**To do:**
1. Answer these questions using the essay about childhood cooking memories:
(a) What did the grandmother use to make her lemon meringue pie?
(b) Where did the family's pot pies come from?
(c) On which holiday did the father make the turkey stuffing from scratch?
2. List every brand or business name that appears in the essay about childhood cooking memories.
3. Reproduce word for word the stretch of the essay about childhood cooking memories from "My one childhood" through "to entertain us.".

**Source passage:**
+---+
By Elizabeth Dunlop Richter
As I zested lemon rind for salmon filets to roast the other evening, I flashed back to my favorite dessert that my grandmother would make when she visited. It was lemon meringue pie. I just loved it and was sure there was a special family recipe to be learned. When I was 12, I finally asked Gaga (our nickname for her) if she would share her recipe. She happily revealed that she used Jell-O lemon pie filling! There was no secret family recipe at all. This was the first of many culinary disappointments and bumps along the road of my kitchen education!
I did not grow up in a family with a doting Italian grandmother who hovered for hours over her tomato sauce made from fresh garden herbs and tomatoes. I grew up thinking Italian meant Chef Boyardee. Pot pies came from Morton Frozen Foods. Spinach grew in the freezer. Modern convenience was the motto in the family kitchen. When I first became interested in cooking as a curious preteen, I wanted to make pizza. I had heard of pizza, I knew it was a “thing,” but had never tasted or seen it. I found a Chef Boyardee box in the cupboard that said Pizza on the label. Yes! I had seen pizza referred to as pizza pie, and imagined something akin to the Al Malnati’s deep dish we love today. Imagine my disappointment when I discovered that the dough was flat, just smeared with tomato sauce and a scattering of cheese.
My one childhood memory that hinted at the joys of cooking with fresh food was Thanksgiving. My father put on the apron and made the turkey stuffing from scratch. Whenever I smell onions and sage frying in a pan of sizzling butter, I remember cutting the bread into cubes for Daddy as he sauteed the seasonings. My father would have loved the blossoming of the home gourmet cook; he was very creative, making meatloaf in funny shapes to entertain us.
+---+
**Given material:**
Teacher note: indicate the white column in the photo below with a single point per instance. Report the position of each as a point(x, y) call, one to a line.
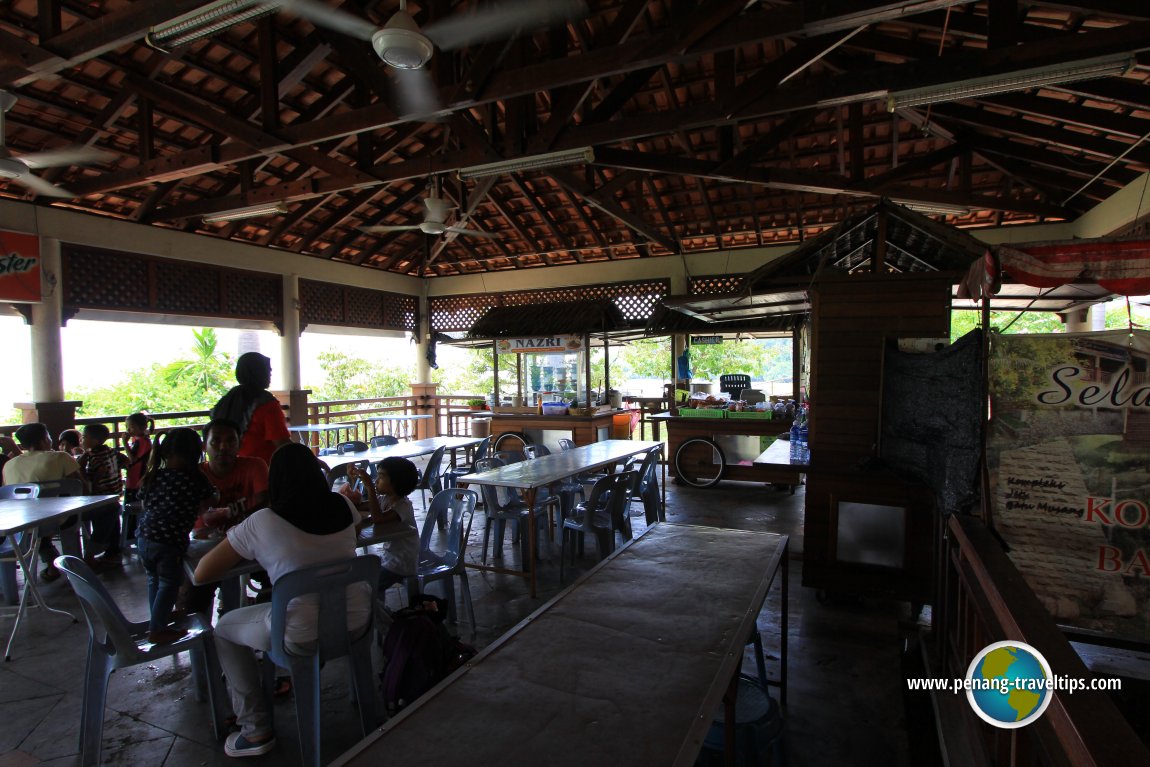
point(423, 337)
point(47, 357)
point(289, 343)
+---+
**Answers provided:**
1.
(a) Jell-O lemon pie filling.
(b) Morton Frozen Foods.
(c) Thanksgiving.

2. Jell-O, Chef Boyardee, Morton Frozen Foods, Al Malnati's

3.
My one childhood memory that hinted at the joys of cooking with fresh food was Thanksgiving. My father put on the apron and made the turkey stuffing from scratch. Whenever I smell onions and sage frying in a pan of sizzling butter, I remember cutting the bread into cubes for Daddy as he sauteed the seasonings. My father would have loved the blossoming of the home gourmet cook; he was very creative, making meatloaf in funny shapes to entertain us.